== Work order 1 ==
Decide whether each statement agrees with the biography of Jonathan Wainwright: (a) Wainwright entered West Point in 1902; (b) his son Jack gained entrance to West Point; (c) his father reached the rank of brigadier general. Answer yes or no for each and quote the deciding words of the text.
== Work order 2 ==
Please repeat the biography of Jonathan Wainwright word for word, everything from "During World War I, the" down to "father never achieved.".

== Document passage ==
.....
Born to the Barracks

Jonathan Wainwright was born on August 23, 1883, the third child of army Lieutenant Robert Powell Page Wainwright (1852-1902) and Josephine Serrell Wainwright (1852-1939). He had two older sisters, Helen Serrell Wainwright (1881-1910) and Jennie Powell Serrell Wainwright (1882-1939). In October 1883 the family transferred from Fort Walla Walla to Fort Bidwell, California. His father, a cavalry officer, fought in Cuba in 1898 during the Spanish-American War. He would die of disease in the Philippines in 1902 during the Philippine-American War.

Jonathan Wainwright IV entered the U.S. Military Academy at West Point in 1902, as his father had done 33 year earlier (in 1870). Fellow cadets nicknamed the tall and thin Wainwright “Skinny,” a name he liked, and he graduated in 1906 with the prestigious First Captain of Cadets honor. Wainwright chose to serve in the the cavalry and was first assigned to the 1st Cavalry Regiment at  Fort Clark, Texas, where he developed a love for the life of a cavalryman and became an expert horseman. In 1908 his regiment was dispatched to the Philippines (where his father had died six years earlier) as part of an expedition sent to quell the Moro uprising on the island of Jolo.

In 1911 Wainwright married Adele "Kitty" Holley (1887-1970), an officer’s daughter he had known for years. They had one child, a son, Jonathan Mayhew Wainwright V (1913-1996), whom his father called “Jack.” It was a major disappointment when Jack’s efforts to gain entrance to West Point were unsuccessful, but he joined the Merchant Marines and had a distinguished record during World War II. He eventually retired as a captain in the Naval Reserve, which pleased his famous father. 

Two World Wars

During World War I, the senior Wainwright served in France as assistant chief of staff for the 82nd Division (today’s famed 82nd Airborne Division). Following the war he held a number of cavalry postings and received regular promotions, and on November 1, 1938, "Skinny" Wainwright received his first star as brigadier general, a rank his father never achieved.
.....
== Study material ==
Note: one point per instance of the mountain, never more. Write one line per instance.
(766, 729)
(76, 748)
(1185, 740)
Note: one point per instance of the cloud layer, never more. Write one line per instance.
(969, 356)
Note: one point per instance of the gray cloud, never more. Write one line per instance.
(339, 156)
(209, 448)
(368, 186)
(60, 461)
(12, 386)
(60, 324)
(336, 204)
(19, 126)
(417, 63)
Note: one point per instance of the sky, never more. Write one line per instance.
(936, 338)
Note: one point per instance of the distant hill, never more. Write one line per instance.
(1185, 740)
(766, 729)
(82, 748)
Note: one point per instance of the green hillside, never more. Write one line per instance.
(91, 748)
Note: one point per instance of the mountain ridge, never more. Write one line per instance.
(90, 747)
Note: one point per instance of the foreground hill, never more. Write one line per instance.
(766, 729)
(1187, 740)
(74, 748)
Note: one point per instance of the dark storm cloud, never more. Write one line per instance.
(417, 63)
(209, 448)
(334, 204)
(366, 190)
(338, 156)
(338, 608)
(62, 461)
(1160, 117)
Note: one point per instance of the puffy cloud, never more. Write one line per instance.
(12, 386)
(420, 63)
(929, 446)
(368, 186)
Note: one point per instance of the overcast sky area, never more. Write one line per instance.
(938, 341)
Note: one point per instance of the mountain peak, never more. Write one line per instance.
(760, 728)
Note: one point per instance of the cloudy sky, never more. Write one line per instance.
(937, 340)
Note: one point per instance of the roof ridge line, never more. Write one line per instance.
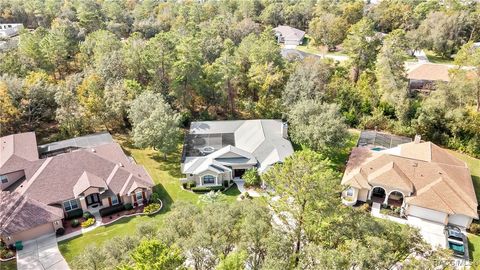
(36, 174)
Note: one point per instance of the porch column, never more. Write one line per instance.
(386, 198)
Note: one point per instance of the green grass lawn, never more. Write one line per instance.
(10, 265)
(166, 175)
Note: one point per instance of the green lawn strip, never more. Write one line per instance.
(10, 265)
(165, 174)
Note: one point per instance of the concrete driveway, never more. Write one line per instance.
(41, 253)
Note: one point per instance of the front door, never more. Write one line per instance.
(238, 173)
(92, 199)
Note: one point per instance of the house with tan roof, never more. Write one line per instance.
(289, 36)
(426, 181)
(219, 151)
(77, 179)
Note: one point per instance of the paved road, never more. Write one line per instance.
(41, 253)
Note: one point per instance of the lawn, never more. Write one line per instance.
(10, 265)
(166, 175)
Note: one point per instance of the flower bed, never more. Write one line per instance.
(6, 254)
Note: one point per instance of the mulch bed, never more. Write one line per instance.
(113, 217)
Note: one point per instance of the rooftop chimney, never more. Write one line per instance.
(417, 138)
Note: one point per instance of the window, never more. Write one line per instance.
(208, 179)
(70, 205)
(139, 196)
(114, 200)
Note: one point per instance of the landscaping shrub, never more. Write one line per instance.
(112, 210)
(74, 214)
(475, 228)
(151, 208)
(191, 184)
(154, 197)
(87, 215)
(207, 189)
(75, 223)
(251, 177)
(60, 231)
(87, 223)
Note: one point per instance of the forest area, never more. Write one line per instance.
.....
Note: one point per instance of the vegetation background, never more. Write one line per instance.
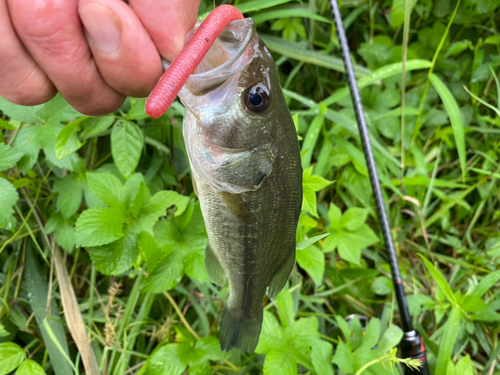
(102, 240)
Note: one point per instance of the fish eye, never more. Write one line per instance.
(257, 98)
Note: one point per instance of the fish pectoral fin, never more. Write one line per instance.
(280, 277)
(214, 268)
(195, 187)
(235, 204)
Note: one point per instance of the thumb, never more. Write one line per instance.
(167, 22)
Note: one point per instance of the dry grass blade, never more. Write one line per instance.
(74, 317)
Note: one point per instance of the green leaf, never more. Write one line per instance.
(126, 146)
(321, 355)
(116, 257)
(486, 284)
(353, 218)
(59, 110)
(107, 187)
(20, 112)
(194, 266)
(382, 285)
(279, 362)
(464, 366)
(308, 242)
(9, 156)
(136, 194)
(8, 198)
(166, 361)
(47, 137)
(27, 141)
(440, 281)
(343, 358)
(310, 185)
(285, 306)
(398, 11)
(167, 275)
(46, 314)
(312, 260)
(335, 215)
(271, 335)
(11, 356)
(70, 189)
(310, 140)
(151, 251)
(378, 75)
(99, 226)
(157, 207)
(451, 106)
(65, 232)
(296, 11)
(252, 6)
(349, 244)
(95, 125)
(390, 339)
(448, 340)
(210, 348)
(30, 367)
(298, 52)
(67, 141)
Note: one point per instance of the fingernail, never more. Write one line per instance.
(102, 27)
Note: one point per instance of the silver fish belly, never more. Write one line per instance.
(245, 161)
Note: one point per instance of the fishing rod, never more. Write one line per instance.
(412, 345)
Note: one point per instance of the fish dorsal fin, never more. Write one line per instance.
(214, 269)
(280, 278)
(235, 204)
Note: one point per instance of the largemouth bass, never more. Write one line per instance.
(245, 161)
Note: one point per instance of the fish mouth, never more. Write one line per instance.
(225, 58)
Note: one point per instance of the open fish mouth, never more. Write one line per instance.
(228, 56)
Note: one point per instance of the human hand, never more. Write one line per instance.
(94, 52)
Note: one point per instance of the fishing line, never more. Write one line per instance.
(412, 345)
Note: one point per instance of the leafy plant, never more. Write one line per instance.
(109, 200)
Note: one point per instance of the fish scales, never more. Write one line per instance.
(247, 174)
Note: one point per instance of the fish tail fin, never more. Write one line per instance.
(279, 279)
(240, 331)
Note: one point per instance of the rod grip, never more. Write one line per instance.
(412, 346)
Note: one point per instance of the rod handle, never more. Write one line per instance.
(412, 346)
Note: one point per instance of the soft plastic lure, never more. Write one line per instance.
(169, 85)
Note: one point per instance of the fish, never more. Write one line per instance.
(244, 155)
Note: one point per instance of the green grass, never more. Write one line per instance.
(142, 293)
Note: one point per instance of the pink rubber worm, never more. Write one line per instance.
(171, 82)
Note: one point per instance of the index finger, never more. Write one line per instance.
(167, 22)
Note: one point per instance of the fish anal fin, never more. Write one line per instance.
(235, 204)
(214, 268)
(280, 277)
.....
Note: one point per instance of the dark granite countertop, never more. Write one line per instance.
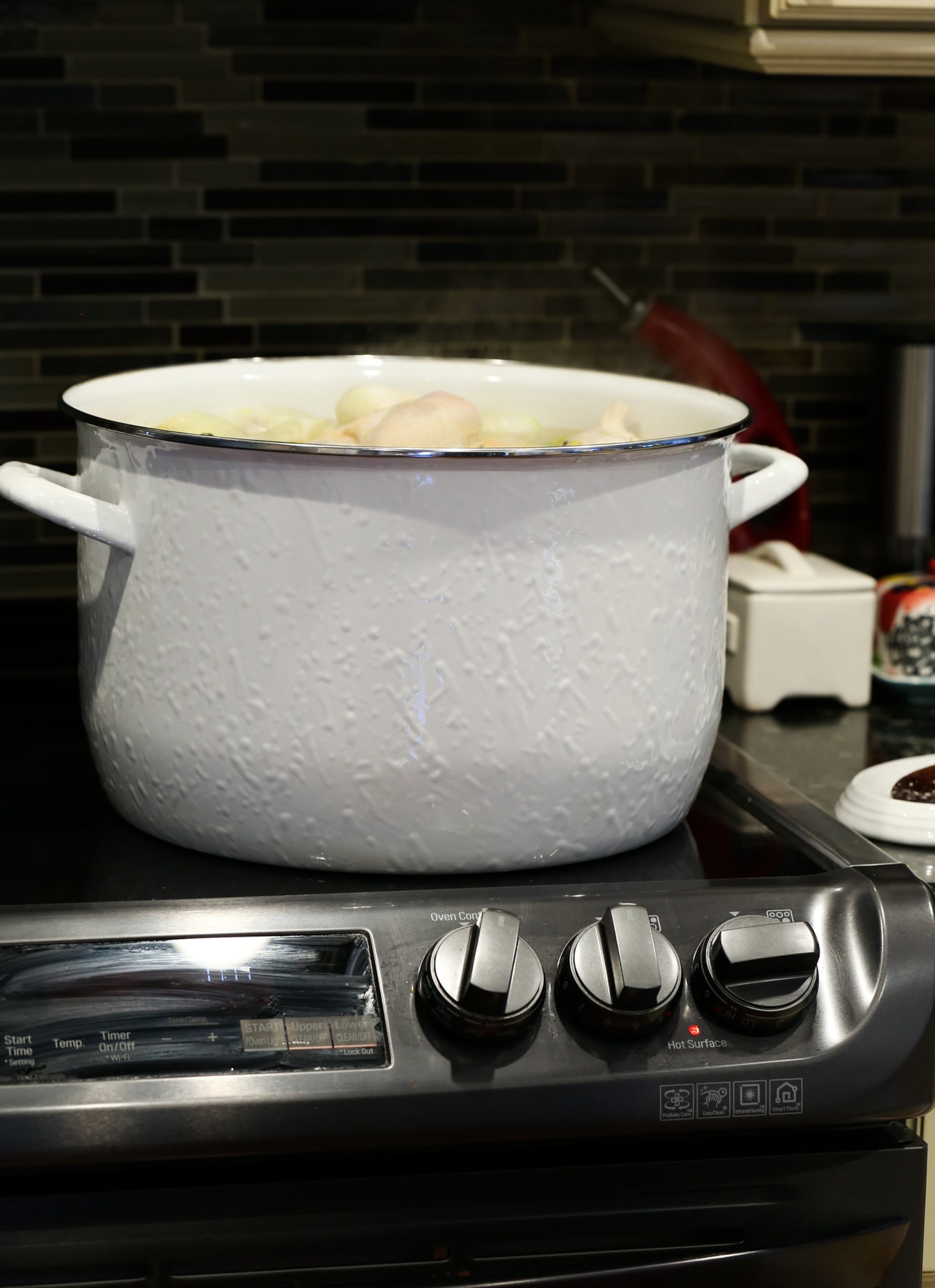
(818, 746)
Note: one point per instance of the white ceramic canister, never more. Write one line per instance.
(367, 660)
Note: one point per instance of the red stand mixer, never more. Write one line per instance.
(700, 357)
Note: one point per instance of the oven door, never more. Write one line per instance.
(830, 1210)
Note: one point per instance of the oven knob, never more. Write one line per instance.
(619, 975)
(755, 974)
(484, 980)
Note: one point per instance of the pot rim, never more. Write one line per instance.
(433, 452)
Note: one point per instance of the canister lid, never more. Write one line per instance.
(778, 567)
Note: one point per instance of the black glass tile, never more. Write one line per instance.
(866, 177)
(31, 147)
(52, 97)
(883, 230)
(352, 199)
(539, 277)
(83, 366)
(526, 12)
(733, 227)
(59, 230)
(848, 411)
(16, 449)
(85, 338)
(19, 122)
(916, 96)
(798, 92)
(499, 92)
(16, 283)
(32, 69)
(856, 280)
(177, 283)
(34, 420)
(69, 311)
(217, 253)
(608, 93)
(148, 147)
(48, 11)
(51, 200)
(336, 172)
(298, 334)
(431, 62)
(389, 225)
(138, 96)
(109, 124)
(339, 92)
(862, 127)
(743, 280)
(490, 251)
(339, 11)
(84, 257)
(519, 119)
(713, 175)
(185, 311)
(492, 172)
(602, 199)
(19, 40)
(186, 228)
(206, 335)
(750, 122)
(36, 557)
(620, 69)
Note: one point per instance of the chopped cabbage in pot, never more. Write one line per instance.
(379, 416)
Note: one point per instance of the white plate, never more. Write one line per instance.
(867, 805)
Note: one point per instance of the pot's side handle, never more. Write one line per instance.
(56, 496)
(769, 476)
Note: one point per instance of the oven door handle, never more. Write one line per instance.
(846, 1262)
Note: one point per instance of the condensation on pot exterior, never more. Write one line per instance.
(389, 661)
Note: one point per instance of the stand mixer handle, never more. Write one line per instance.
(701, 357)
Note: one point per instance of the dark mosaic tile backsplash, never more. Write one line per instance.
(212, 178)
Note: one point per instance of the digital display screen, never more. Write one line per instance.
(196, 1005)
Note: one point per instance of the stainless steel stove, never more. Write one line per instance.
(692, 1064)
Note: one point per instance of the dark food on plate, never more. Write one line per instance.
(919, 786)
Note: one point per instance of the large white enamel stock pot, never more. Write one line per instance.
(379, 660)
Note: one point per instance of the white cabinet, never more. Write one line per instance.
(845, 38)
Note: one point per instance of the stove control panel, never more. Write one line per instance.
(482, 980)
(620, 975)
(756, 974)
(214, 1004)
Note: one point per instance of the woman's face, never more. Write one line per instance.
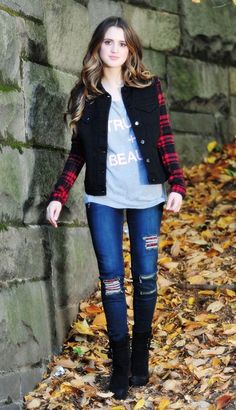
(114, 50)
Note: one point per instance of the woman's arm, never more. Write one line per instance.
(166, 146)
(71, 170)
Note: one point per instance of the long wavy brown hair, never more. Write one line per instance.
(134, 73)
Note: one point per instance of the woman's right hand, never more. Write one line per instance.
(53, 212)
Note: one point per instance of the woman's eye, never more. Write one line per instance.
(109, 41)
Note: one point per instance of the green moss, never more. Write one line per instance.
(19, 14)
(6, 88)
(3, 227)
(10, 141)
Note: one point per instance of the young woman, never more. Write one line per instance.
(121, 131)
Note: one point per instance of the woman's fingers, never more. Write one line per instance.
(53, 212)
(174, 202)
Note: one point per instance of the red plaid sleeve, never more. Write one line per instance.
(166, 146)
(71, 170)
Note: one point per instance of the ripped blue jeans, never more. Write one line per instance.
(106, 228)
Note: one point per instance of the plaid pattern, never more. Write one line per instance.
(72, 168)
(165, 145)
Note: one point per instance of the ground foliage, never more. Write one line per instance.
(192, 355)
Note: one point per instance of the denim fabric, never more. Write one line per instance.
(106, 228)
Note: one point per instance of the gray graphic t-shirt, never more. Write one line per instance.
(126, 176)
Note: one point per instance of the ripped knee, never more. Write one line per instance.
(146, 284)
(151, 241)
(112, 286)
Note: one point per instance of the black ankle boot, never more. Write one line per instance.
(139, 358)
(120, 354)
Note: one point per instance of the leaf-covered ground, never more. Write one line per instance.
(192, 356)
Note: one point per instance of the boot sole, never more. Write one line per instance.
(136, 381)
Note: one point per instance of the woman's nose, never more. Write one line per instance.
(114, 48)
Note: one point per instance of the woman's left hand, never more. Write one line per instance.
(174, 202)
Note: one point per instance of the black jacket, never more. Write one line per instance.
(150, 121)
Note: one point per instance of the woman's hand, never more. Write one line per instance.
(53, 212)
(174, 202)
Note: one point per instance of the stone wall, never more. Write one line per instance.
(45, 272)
.....
== Response box 1 ==
(a) Yes: "Jonathan Wainwright IV entered the U.S. Military Academy at West Point in 1902"
(b) No: "Jack’s efforts to gain entrance to West Point were unsuccessful"
(c) No: "a rank his father never achieved"

== Response box 2 ==
During World War I, the senior Wainwright served in France as assistant chief of staff for the 82nd Division (today’s famed 82nd Airborne Division). Following the war he held a number of cavalry postings and received regular promotions, and on November 1, 1938, "Skinny" Wainwright received his first star as brigadier general, a rank his father never achieved.